**Trecho selecionado**
- - -

1.4. Questões metodológicas

Antes de passar à análise propriamente dita, é necessário fazer algumas considerações gerais sobre a maneira pela qual a cosmovisão do autor é ali revelada e transmitida. A ausência de grandes conflitos de ideias na obra é uma de suas maiores limitações, mas é também um fator que facilita minha tarefa neste trabalho. A uniformidade de opiniões entre os personagens é quase absoluta e, além disso, Clarke muitas vezes coloca suas próprias opiniões nas bocas (e cabeças) deles, jamais permitindo que um eventual opositor tenha a palavra final. Isso pode ser atestado tanto pelo exame de outros pronunciamentos públicos do autor quanto pelos comentários pessoais que ele registrou no final da própria obra.

Porém, não podemos deixar de lado sem discussão os problemas com que se depara a análise de qualquer obra ficcional e não-dissertativa, agravados pelo caráter futurista do livro em questão: antes de tudo, ele poderia ser facilmente tomado de modo indevido como uma simples tentativa de prever o futuro. O próprio Clarke viu-se obrigado a protestar em diversas oportunidades contra essa maneira equivocada de entender sua obra. Disse ele: “Eu nunca previ o futuro. Ou quase nunca. Eu faço extrapolações. Veja, eu escrevi seis histórias sobre o fim do planeta; é impossível que todas elas se realizem!”[1]. Indagado sobre a diferença entre ciência e ficção científica, ele respondeu: “Bem a ficção científica... raramente tenta prever o futuro. É mais frequente que ela tente impedir o futuro. [...] Acho que alguns de nós, como George Orwell, foram muito bem-sucedidos em impedir alguns tipos de futuro”[2]. E, quando pediram que falasse de sua motivação para atuar no gênero da ficção científica, Clarke respondeu: “A ficção é mais que a não-ficção, em certos aspectos. Você pode criar um universo próprio. Você pode expandir a mente das pessoas, alertando sobre as possibilidades do futuro, o que é muito importante em uma época na qual as coisas estão mudando rapidamente”[3]. Esses breves comentários mostram que Clarke estava, ao menos até certo ponto, ciente da intensidade do elemento puramente imaginativo na literatura futurista, bem como das pesadas limitações de nosso poder de predição.

- - -

**Material fornecido**
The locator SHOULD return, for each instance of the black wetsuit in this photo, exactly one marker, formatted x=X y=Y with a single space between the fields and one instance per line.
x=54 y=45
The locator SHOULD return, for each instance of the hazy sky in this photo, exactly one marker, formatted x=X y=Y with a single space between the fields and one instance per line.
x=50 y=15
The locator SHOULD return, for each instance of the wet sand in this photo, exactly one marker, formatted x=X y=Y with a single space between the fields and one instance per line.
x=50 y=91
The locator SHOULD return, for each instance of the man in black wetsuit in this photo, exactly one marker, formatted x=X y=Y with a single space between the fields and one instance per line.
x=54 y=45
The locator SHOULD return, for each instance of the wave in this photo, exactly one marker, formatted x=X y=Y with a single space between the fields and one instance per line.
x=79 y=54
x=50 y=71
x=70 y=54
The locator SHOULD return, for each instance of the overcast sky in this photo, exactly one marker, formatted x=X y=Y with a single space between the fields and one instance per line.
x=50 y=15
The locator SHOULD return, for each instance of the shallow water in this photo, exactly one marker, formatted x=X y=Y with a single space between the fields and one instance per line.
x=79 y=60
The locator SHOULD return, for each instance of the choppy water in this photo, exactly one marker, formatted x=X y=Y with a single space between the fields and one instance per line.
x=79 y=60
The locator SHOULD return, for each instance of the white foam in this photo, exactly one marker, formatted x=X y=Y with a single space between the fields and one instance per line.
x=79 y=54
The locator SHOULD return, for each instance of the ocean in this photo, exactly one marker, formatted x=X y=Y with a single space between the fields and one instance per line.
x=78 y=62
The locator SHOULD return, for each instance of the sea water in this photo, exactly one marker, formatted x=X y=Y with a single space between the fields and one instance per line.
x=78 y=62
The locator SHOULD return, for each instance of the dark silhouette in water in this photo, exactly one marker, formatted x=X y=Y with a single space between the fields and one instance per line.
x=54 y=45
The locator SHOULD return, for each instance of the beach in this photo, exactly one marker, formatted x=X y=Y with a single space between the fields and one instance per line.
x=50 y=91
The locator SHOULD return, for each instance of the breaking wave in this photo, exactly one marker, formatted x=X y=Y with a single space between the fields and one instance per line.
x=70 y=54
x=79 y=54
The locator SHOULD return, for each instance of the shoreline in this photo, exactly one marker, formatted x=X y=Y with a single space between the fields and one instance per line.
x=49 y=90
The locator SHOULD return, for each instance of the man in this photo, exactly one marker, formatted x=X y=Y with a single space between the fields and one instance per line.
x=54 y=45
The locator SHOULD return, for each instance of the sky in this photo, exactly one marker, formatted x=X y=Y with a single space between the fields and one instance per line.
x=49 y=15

- - -

**Tarefas a realizar**
1: Transcreva a parte do trecho sobre a obra de Clarke que começa nas palavras “Antes de passar” e termina logo após “da própria obra.”.
2: Prossiga com o trecho sobre Clarke e a ficção científica, começando logo depois da última frase apresentada.

**Respostas por tarefa**
1:
Antes de passar à análise propriamente dita, é necessário fazer algumas considerações gerais sobre a maneira pela qual a cosmovisão do autor é ali revelada e transmitida. A ausência de grandes conflitos de ideias na obra é uma de suas maiores limitações, mas é também um fator que facilita minha tarefa neste trabalho. A uniformidade de opiniões entre os personagens é quase absoluta e, além disso, Clarke muitas vezes coloca suas próprias opiniões nas bocas (e cabeças) deles, jamais permitindo que um eventual opositor tenha a palavra final. Isso pode ser atestado tanto pelo exame de outros pronunciamentos públicos do autor quanto pelos comentários pessoais que ele registrou no final da própria obra.

2:
Não convém, no entanto, superestimar o valor dessas advertências, pois Clarke se mostrou deveras inconsistente em algumas de suas considerações sobre o futuro. Ele afirmou, por exemplo: “No que diz respeito ao futuro, toda predição política ou sociológica é impossível. [...] A única área onde há alguma possibilidade de sucesso é o futuro tecnológico”[4]. No entanto, ele não resistiu à tentação de fazer predições políticas e sociológicas em diversas oportunidades. Afirmou, por exemplo, que “o livre fluxo de informação possibilitado pelos satélites significa o fim da censura e da ditadura”[5], e profetizou o fim da crença na astrologia preditiva[6]. As causas dessa inconsistência serão expostas adiante; por ora, é importante apenas ter em mente que as afirmações sobre o futuro feitas ficcionalmente em 3001 têm uma intenção preditiva potencialmente mais forte do que o próprio Clarke estaria disposto a admitir.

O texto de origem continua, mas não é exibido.